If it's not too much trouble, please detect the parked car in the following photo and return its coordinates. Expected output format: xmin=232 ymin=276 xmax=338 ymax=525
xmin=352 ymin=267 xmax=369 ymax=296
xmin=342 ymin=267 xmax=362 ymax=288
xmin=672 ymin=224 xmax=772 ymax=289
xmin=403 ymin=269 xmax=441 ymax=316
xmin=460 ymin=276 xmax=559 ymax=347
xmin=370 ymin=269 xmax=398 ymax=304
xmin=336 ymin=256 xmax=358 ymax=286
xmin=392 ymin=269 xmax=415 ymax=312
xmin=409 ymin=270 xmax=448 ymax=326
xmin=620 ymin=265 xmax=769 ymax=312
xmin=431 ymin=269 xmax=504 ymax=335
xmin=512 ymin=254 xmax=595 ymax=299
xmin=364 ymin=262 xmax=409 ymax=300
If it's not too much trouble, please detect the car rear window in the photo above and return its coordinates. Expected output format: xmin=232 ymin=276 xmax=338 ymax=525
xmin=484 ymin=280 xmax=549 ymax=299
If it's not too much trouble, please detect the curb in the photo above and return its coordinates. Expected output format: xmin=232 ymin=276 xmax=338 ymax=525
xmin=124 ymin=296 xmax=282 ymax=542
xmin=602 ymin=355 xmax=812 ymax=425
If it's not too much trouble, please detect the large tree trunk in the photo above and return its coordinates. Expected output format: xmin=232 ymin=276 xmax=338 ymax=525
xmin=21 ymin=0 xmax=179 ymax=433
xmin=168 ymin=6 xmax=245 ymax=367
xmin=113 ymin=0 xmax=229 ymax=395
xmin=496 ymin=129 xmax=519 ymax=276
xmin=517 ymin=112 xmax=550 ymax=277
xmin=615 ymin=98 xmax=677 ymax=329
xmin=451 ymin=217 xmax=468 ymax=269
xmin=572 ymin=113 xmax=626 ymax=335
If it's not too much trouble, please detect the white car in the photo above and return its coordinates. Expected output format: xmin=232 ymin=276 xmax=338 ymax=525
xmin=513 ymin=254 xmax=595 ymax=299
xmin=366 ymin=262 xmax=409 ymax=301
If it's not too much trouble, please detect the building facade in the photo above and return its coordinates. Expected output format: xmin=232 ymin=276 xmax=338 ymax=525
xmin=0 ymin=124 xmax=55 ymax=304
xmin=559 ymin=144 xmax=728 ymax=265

> _PROBLEM REQUIREMENTS_: Print the data above again, line for line, with no changes.

> _IN RESPONSE_:
If it's not too much trouble, please detect the parked car in the following photo and return its coordinates. Expected output format: xmin=232 ymin=276 xmax=338 ymax=525
xmin=352 ymin=267 xmax=369 ymax=296
xmin=342 ymin=267 xmax=362 ymax=288
xmin=672 ymin=224 xmax=772 ymax=289
xmin=403 ymin=269 xmax=441 ymax=316
xmin=460 ymin=276 xmax=559 ymax=347
xmin=370 ymin=269 xmax=398 ymax=304
xmin=336 ymin=256 xmax=358 ymax=286
xmin=392 ymin=269 xmax=415 ymax=312
xmin=409 ymin=270 xmax=448 ymax=326
xmin=620 ymin=265 xmax=769 ymax=312
xmin=431 ymin=269 xmax=504 ymax=335
xmin=512 ymin=254 xmax=595 ymax=299
xmin=364 ymin=262 xmax=409 ymax=300
If it's not too much trouble, please detect the car rear window in the photo above and return its coordinates. Expected output format: xmin=232 ymin=276 xmax=338 ymax=525
xmin=484 ymin=280 xmax=549 ymax=299
If it's not too much trouble, please detect the curb in the photo above and return its coordinates. Expected output format: xmin=232 ymin=276 xmax=338 ymax=525
xmin=124 ymin=296 xmax=282 ymax=542
xmin=602 ymin=355 xmax=812 ymax=425
If it's not too much trouble, please detect the large tree trunk in the photo above and return its coordinates. Expected output format: xmin=232 ymin=276 xmax=338 ymax=525
xmin=21 ymin=0 xmax=179 ymax=433
xmin=168 ymin=6 xmax=245 ymax=367
xmin=113 ymin=0 xmax=229 ymax=395
xmin=496 ymin=129 xmax=519 ymax=276
xmin=517 ymin=112 xmax=550 ymax=277
xmin=615 ymin=98 xmax=677 ymax=329
xmin=451 ymin=217 xmax=468 ymax=269
xmin=572 ymin=113 xmax=626 ymax=335
If it's not too much trouble, please detect the white car in the photo above and return its coordinates. Expected output format: xmin=232 ymin=276 xmax=338 ymax=525
xmin=513 ymin=254 xmax=595 ymax=299
xmin=366 ymin=262 xmax=409 ymax=301
If it's not too much trouble, please detect the building facade in the photo above and return its coordinates. Expected output format: xmin=232 ymin=276 xmax=338 ymax=525
xmin=0 ymin=124 xmax=55 ymax=304
xmin=559 ymin=144 xmax=728 ymax=265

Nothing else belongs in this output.